• WHAT THIS TASK INVOLVES: Some entries follow. Reproduce exactly the lines starting at the one with "column 626, row 377" and stopping after the one with "column 511, row 156".

• Stored data entries:
········

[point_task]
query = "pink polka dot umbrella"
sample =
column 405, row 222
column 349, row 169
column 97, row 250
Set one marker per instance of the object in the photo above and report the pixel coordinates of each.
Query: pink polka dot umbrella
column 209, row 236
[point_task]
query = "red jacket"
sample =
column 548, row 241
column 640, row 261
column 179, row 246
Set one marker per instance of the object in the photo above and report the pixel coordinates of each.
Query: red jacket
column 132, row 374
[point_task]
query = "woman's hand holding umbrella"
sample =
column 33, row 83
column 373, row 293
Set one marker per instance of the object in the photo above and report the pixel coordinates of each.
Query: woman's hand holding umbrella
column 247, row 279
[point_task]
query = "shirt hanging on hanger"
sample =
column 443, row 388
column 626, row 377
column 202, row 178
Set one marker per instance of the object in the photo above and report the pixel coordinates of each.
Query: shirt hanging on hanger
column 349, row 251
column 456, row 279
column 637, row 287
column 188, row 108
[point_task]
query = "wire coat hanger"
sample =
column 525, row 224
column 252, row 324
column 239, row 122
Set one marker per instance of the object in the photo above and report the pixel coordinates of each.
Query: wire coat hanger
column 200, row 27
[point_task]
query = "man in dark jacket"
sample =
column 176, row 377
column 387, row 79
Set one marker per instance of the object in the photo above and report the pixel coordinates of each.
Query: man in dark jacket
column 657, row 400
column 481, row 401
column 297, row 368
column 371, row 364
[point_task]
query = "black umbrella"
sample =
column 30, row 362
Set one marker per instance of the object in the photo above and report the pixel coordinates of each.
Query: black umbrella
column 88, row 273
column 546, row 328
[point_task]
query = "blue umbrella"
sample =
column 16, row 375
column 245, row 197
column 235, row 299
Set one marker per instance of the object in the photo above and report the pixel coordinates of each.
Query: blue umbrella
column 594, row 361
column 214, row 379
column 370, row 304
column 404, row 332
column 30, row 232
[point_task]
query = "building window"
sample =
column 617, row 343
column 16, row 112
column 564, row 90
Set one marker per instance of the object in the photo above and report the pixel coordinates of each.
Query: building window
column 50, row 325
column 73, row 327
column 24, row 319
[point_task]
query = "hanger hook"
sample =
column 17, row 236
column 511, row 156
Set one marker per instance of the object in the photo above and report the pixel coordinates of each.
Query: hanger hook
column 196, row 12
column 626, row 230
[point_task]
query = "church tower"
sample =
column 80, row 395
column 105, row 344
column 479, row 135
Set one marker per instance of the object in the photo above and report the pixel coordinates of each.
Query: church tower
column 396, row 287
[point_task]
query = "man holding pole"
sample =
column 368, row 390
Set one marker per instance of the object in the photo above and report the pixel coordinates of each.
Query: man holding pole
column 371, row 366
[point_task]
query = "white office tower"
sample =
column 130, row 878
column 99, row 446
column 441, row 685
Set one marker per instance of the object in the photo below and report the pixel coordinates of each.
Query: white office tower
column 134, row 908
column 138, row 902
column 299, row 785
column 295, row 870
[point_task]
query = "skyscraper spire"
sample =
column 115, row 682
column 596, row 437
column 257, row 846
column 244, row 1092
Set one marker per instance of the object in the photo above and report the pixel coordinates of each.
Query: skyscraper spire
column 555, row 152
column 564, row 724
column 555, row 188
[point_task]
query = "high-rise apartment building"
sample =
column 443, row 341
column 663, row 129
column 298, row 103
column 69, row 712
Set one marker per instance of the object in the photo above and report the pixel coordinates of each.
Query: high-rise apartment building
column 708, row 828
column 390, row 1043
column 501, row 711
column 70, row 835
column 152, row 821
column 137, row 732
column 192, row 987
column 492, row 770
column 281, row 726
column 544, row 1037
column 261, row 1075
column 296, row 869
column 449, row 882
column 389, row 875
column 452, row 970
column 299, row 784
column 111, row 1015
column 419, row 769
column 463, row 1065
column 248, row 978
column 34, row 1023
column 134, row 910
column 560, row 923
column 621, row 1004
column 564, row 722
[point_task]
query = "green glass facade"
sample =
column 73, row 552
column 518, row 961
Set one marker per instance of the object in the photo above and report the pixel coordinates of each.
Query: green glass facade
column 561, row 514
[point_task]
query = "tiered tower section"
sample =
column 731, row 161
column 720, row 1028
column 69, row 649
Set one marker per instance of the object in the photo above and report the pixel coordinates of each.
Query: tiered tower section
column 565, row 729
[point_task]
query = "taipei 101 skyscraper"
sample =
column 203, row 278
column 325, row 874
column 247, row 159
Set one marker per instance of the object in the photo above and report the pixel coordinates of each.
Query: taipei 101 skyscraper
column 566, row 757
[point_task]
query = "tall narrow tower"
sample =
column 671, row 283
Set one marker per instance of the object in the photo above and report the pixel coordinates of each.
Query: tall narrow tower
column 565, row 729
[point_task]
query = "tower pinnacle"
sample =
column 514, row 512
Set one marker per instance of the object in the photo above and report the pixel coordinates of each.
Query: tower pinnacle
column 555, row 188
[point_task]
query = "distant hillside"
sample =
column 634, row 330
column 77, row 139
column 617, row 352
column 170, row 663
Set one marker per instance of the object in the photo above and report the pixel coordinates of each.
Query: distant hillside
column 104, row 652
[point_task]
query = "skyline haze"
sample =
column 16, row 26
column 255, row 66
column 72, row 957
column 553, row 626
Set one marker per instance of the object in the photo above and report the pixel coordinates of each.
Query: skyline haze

········

• ANSWER BELOW:
column 626, row 377
column 202, row 178
Set one marker per instance of the object in the photo above and report the pixel coordinates of each.
Query: shirt hanging on hanger
column 349, row 251
column 456, row 279
column 637, row 287
column 188, row 108
[point_task]
query = "wire coat hanger"
sample =
column 525, row 224
column 252, row 324
column 239, row 122
Set one marker per instance of the object in the photo above and report the pixel coordinates of each.
Query: wire coat hanger
column 200, row 27
[point_task]
query = "man in dark jacket"
sample =
column 176, row 377
column 387, row 79
Set one marker per instance of the object in the photo above and report the pixel coordinates of each.
Query: man in dark jacket
column 657, row 400
column 481, row 401
column 297, row 368
column 371, row 364
[point_task]
query = "black umbrella"
sample =
column 30, row 362
Set one marker per instance of the object in the photo above and report the pixel coordinates of each.
Query: black umbrella
column 88, row 273
column 546, row 328
[point_task]
query = "blue umbrella"
sample =
column 16, row 375
column 245, row 197
column 235, row 299
Set one marker per instance of the object in the photo above and report the pixel coordinates of each.
Query: blue umbrella
column 594, row 361
column 214, row 379
column 370, row 304
column 404, row 332
column 30, row 232
[point_task]
query = "building window"
sample =
column 617, row 343
column 16, row 112
column 564, row 90
Set one marker per instance of the object in the photo above and report the pixel coordinates of each.
Query: building window
column 50, row 325
column 73, row 327
column 24, row 319
[point_task]
query = "hanger hook"
sample =
column 17, row 236
column 511, row 156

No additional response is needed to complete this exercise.